● Task directions
Nothing other than an exact copy of the records should be returned.

BEGIN Provided records

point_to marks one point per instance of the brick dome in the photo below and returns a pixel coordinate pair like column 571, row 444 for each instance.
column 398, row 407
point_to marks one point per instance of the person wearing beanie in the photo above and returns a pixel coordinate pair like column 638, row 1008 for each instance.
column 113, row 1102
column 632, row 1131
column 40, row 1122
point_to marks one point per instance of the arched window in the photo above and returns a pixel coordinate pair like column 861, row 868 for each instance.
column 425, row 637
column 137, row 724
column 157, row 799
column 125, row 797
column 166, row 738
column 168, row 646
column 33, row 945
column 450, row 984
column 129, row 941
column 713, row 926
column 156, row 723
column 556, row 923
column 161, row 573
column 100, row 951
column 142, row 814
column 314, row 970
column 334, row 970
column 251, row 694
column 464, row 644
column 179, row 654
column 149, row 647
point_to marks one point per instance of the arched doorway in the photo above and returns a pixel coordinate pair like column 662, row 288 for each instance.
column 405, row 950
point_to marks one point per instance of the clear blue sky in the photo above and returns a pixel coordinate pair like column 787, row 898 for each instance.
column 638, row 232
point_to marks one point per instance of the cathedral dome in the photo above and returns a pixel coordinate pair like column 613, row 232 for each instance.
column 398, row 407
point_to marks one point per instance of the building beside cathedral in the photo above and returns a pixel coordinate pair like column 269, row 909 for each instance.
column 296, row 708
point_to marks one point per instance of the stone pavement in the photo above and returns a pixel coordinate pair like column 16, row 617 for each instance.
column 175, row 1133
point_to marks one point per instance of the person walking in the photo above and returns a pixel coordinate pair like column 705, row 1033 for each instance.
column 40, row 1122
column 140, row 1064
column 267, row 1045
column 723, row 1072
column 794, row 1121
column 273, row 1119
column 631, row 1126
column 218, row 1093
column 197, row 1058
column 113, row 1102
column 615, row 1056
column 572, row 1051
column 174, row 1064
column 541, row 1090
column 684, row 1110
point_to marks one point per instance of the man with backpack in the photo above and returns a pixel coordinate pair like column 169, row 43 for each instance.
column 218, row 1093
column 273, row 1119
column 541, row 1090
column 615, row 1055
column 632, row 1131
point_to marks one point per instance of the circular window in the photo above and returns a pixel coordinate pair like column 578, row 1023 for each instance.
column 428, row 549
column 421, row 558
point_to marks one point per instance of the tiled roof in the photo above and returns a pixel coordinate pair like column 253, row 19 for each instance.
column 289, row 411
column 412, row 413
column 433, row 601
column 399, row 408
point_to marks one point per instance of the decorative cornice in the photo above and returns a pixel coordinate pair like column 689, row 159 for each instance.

END Provided records

● Your solution
point_to marks one point per instance of the brick dome in the photo below and returns a pixel coordinate pair like column 571, row 444 for each instance.
column 398, row 407
point_to marks one point per instance of the person wearing beanie in the photo above and returns a pixel coordinate pair like column 638, row 1008 for each instance.
column 113, row 1102
column 632, row 1131
column 40, row 1122
point_to marks one point per instance of the arched window in the photo above and returns a pixel coordinate pair like column 861, row 868 for each instance.
column 425, row 637
column 137, row 724
column 157, row 799
column 125, row 797
column 166, row 738
column 168, row 646
column 33, row 945
column 450, row 984
column 129, row 941
column 713, row 926
column 156, row 723
column 556, row 923
column 161, row 573
column 100, row 951
column 142, row 814
column 314, row 970
column 334, row 970
column 251, row 694
column 464, row 644
column 179, row 654
column 149, row 647
point_to marks one point per instance of the arched doorway in the photo above and returns a pixel coordinate pair like column 662, row 288 for each instance.
column 405, row 950
point_to marks one point per instance of the clear blue sky in the photo above and returns a pixel coordinate pair like column 787, row 898 for each instance.
column 638, row 232
point_to marks one point per instance of the cathedral dome in the photo above and returns a pixel coordinate pair like column 613, row 232 for each instance.
column 398, row 407
point_to marks one point per instance of the building beside cathedral in the photo above and returns a pixel coordinate pair like column 269, row 909 for each instance.
column 296, row 708
point_to marks one point per instance of the stone pavement in the photo above and returns a pixel coordinate pair like column 16, row 617 for each instance.
column 175, row 1133
point_to marks one point per instance of the person walking in the photo above and returns a pixel coordinate pair like column 705, row 1033 for each instance.
column 40, row 1122
column 140, row 1064
column 267, row 1045
column 723, row 1072
column 794, row 1121
column 273, row 1119
column 631, row 1126
column 218, row 1093
column 197, row 1058
column 113, row 1102
column 615, row 1056
column 572, row 1051
column 174, row 1064
column 541, row 1090
column 684, row 1110
point_to marks one point per instance of the man with backpack in the photo above and returns a pixel coordinate pair like column 169, row 43 for each instance.
column 218, row 1093
column 273, row 1119
column 541, row 1090
column 615, row 1055
column 632, row 1131
point_to marks one point per instance of the circular window in the photo above and returns a pixel coordinate pair like column 578, row 1023 for each instance.
column 428, row 549
column 421, row 558
point_to marks one point per instance of the tiled roof in the photo above and returns a pixel coordinate pair like column 253, row 19 for each instance.
column 289, row 411
column 412, row 413
column 433, row 601
column 399, row 408
point_to marks one point per instance of the decorative cornice in the photo above and returns a pixel coordinate pair like column 689, row 159 for each instance.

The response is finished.